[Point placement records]

+-------+

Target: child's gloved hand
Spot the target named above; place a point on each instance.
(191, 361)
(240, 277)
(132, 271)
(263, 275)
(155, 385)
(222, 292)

+-------+

PROBLEM DESCRIPTION
Recast the records above as a Markdown table with the columns "No." and "Entry," giving each nonblank line its own numbered row.

EXERCISE OUTPUT
| No. | Entry |
|---|---|
| 1 | Target: child's gloved hand |
| 2 | Spot the target named above; place a point on each instance. |
| 3 | (191, 361) |
| 4 | (240, 277) |
| 5 | (132, 271) |
| 6 | (263, 275) |
| 7 | (155, 385) |
| 8 | (222, 292) |